▶ [TEXT]:
This is a timeline of the history of Sky One and its spin-off channels.

1980s
 1980
 Plans for a pan-European satellite television station are put together by Brian Haynes, back by backed by Guinness Mahon and Barclays Merchant Bank and in November Mr Haynes sets up Satellite Television Ltd. (SATV)

1981
 21 October – SATV begins test transmissions on the Orbital Test Satellite after the European Space Agency allowed the company to test the satellite for the use of commercial television, with an hour of light entertainment in English each night. The low-powered satellite forces it to broadcast to cable systems rather than directly to individual satellite dishes.

 1982
 26 April – Satellite Television launches as a pan-European service. The channel is often referred to on-screen as Super Station Europe. However the channel is initially only available in some European countries, with Norway and Finland being the first two countries to permit the new service's transmission via cable, followed by Malta, Switzerland and West Germany.

 1983 
 27 June – News International becomes the majority shareholder of Satellite Television. broadcast hours are extended and the channel starts to be seen in more countries.
 16 October – Satellite Television begins broadcasting in the UK.

 1984
 16 January – Satellite Television is renamed Sky Channel. It also sees the first programmes commissioned for the channel although they mainly consist of children’s and music programming.

 1985
 20 July – Sky Channel launches a weekend morning children’s programming block called Fun Factory.

 1986
 1 September – The DJ Kat Show launches as a weekday children's programming block. It airs at breakfast and in the late afternoons.

 1987
 No events.

 1988
 8 June – Rupert Murdoch announces plans to launch a four-channel service on the soon to be launched Astra satellite. One of the four channels will be Sky Channel.

 1989
 5 February – Sky Television launches at 6.00pm. The channel line-up consists of Sky Channel, Sky News, Sky Movies and Eurosport.
 31 July – Sky Channel becomes a UK and Ireland-only service and is renamed Sky One although for a short time after the relaunch, some of Sky Channel's former pan-European programming is broadcast in the hours before Eurosport's startup, and the programme block is branded as Sky Europe.
 Sky steps up its original content when it begins commissioning programming beyond music and children's shows. Content includes a morning show Sky By Day, current affairs series Frank Bough's World and Jameson Tonight and new game shows, including revivals of Blockbusters, The Price Is Right and Sale of the Century.

1990s

 1990
 January–March – Sky One shows live coverage of England's cricketing tour to the West Indies. This is the first time that full live coverage of an overseas tour has been shown in the UK. 
 2 September – Sky One begins airing the American animated series The Simpsons as part of a strategy of showing more recent programming.
 2 November – Sky TV and BSB merge. The new company is called BSkyB.
 2 December – Sky One launches on the Marcopolo satellite. It replaces BSB's entertainment channel Galaxy.

 1991
 No events.

 1992
 31 December – Sky One stops broadcasting via the Marcopolo satellite.

 1993
 1 September – Sky Multichannels launches and consequently Sky One becomes a pay television channel.

 1994
 11 September – After nine years on air, the final edition of children’s programming block Fun Factory is broadcast.

▶ [EXTRACTED MATERIAL]:
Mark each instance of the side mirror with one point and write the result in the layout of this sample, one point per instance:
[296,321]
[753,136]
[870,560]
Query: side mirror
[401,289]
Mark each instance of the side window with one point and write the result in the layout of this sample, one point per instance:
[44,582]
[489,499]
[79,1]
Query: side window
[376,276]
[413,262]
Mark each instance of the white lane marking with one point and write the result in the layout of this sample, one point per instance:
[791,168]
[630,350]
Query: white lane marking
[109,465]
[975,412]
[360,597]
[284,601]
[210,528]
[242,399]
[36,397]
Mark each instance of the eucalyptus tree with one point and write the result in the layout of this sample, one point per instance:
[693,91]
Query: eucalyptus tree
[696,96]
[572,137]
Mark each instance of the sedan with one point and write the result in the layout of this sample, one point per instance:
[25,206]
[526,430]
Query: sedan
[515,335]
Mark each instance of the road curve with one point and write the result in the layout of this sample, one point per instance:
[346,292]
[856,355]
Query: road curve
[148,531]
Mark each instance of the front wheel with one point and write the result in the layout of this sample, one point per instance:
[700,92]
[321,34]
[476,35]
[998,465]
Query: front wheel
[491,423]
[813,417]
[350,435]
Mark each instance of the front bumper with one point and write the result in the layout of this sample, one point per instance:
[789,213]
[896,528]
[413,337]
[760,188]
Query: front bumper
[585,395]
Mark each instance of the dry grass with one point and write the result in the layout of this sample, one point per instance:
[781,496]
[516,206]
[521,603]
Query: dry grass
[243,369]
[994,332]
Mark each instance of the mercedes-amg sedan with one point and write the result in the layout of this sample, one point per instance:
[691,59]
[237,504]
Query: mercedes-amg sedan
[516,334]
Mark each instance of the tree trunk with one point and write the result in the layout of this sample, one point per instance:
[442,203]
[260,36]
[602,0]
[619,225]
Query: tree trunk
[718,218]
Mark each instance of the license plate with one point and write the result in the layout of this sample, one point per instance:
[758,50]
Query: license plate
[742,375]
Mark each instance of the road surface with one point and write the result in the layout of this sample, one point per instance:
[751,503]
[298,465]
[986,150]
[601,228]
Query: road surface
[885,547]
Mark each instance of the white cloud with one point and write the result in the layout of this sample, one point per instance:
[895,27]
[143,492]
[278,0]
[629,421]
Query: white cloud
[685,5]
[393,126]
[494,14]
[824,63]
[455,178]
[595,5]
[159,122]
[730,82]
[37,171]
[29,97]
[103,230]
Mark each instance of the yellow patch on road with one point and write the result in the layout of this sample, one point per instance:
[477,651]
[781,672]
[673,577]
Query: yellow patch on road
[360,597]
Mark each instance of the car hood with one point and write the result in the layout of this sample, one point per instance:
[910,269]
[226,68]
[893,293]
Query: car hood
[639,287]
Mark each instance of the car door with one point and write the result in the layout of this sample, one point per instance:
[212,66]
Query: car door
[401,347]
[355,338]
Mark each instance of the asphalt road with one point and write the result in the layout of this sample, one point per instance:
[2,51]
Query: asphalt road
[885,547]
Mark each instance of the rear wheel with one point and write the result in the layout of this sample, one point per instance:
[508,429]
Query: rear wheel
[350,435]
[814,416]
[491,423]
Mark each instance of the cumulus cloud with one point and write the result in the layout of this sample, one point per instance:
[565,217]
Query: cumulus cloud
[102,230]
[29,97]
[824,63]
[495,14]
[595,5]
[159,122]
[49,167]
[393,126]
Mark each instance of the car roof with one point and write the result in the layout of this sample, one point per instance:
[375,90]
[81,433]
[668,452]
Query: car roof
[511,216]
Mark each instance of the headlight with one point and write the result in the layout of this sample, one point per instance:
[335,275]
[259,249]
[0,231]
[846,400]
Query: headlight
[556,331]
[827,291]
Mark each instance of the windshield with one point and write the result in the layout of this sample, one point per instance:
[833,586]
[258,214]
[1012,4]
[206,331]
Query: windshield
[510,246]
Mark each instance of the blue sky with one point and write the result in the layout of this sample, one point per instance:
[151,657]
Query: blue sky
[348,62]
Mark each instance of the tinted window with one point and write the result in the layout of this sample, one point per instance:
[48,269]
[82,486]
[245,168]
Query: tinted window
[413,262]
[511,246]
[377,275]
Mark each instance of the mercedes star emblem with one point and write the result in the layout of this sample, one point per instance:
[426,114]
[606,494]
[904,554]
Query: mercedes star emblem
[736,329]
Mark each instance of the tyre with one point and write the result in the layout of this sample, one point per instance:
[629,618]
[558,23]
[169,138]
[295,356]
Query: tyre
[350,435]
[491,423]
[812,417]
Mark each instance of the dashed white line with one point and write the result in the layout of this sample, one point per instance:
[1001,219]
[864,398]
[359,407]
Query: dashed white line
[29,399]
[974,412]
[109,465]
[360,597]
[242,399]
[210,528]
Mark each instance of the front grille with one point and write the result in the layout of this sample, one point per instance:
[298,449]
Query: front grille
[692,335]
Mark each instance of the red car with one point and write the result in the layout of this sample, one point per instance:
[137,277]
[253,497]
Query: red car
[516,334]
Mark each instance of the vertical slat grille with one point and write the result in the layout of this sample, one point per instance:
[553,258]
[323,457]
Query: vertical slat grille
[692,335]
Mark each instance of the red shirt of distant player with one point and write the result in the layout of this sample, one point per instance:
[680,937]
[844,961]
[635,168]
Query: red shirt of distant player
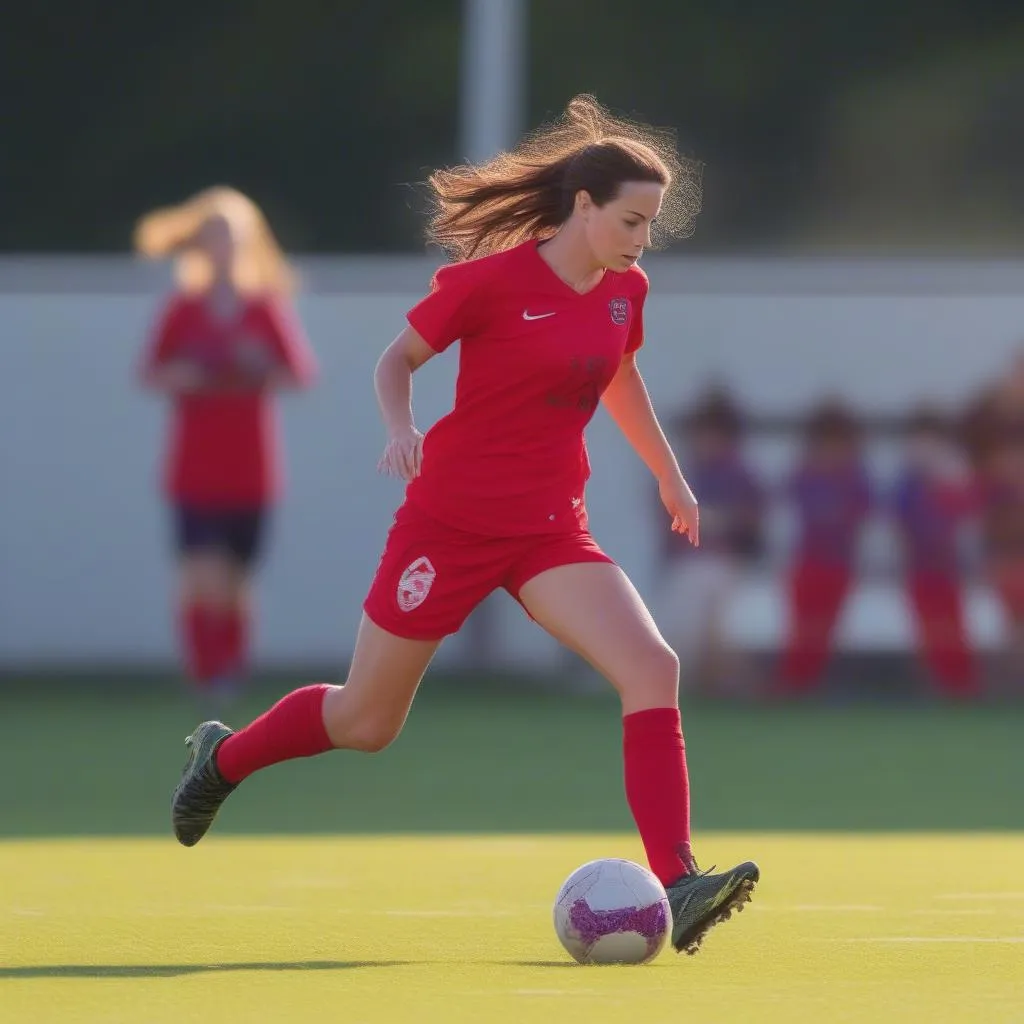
[536,356]
[223,450]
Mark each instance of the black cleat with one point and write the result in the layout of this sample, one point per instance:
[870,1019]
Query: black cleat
[202,790]
[699,900]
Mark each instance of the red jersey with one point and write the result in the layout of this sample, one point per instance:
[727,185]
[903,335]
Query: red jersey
[224,448]
[536,356]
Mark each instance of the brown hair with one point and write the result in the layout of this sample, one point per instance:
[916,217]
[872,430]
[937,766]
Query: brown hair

▶ [SET TASKS]:
a) According to the Sky One timeline, why did SATV's 1981 test transmissions go to cable systems instead of straight to individual satellite dishes?
b) Reproduce the part of the Sky One timeline that opens with the words containing "2 September –" and closes with "entertainment channel Galaxy.", swapping "BSkyB" for "British Sky Broadcasting".

▶ [TASK-BY-TASK RESULTS]:
a) The Orbital Test Satellite was low-powered, so SATV had to broadcast to cable systems rather than directly to individual satellite dishes.

b)
2 September – Sky One begins airing the American animated series The Simpsons as part of a strategy of showing more recent programming.
 2 November – Sky TV and BSB merge. The new company is called British Sky Broadcasting.
 2 December – Sky One launches on the Marcopolo satellite. It replaces BSB's entertainment channel Galaxy.